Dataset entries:
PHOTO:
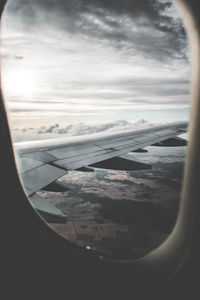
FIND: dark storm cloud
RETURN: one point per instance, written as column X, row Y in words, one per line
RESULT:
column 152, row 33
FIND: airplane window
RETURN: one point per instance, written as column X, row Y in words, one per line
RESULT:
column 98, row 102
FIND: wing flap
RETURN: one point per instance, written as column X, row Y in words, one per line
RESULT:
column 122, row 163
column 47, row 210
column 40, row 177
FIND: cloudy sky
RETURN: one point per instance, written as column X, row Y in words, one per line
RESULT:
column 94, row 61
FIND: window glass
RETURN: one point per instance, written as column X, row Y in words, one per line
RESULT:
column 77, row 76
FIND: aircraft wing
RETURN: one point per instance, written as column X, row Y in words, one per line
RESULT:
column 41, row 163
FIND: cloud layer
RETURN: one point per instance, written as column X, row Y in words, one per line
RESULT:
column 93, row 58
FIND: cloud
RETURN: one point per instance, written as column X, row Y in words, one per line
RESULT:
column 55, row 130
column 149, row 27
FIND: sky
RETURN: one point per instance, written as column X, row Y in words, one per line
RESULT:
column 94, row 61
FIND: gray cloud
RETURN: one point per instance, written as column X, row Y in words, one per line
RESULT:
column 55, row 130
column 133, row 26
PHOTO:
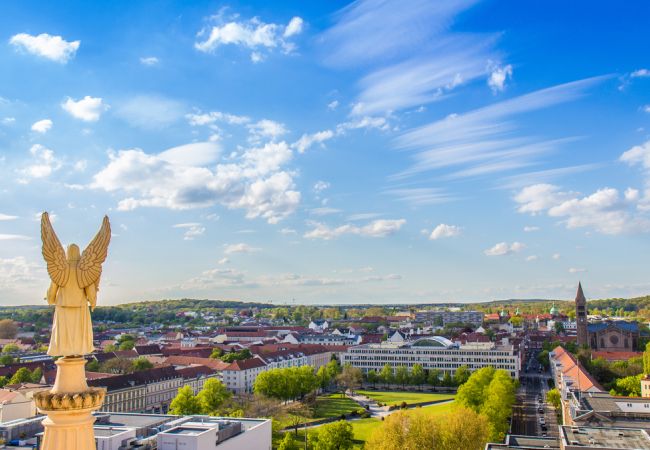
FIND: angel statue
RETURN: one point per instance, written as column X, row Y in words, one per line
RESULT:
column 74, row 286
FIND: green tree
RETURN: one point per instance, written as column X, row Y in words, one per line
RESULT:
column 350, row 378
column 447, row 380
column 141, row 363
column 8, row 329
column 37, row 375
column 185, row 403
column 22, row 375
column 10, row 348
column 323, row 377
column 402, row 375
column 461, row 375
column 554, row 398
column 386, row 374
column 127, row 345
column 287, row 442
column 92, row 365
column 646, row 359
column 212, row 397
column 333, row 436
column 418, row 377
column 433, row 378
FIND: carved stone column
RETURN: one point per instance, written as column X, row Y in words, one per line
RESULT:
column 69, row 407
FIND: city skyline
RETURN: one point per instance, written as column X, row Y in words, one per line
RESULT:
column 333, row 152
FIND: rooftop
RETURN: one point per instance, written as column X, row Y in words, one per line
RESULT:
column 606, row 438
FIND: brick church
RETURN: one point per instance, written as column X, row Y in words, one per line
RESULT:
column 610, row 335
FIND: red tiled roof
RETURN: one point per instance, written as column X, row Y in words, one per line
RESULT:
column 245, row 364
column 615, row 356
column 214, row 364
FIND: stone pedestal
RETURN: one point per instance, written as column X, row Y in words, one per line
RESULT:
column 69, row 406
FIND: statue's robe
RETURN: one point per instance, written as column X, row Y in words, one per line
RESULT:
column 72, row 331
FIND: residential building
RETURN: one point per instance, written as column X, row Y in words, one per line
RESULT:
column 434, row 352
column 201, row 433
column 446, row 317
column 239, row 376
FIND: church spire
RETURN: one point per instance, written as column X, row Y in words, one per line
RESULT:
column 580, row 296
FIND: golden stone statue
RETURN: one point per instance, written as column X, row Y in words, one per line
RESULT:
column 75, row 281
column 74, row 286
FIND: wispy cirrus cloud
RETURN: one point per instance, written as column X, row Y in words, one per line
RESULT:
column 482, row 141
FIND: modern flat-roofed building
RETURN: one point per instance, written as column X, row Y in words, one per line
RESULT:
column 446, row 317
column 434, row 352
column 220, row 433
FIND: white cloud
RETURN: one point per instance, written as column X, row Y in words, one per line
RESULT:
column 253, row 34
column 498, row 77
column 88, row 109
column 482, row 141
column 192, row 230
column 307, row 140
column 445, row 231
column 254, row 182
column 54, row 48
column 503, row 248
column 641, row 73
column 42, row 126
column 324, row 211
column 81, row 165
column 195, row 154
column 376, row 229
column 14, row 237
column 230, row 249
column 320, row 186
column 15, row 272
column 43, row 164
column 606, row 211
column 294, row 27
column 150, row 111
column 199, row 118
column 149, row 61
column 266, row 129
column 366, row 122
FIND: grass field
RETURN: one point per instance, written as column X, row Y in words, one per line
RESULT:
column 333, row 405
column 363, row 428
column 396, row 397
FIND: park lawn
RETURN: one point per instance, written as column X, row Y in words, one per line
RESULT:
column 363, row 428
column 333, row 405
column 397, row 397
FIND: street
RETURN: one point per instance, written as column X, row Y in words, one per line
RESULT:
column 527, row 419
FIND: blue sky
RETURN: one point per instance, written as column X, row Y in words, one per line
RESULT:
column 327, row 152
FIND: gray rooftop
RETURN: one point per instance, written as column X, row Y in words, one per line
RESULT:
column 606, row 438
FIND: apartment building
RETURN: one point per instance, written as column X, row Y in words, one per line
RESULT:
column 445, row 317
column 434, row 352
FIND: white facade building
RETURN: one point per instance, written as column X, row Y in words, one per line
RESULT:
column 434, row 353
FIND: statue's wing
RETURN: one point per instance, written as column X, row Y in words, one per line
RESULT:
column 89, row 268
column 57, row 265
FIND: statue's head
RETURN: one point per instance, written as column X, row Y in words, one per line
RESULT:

* Problem statement
Scan the entries for the word "window". Report each line that has it.

* Result of this task
FIND: airplane window
FIND: window glass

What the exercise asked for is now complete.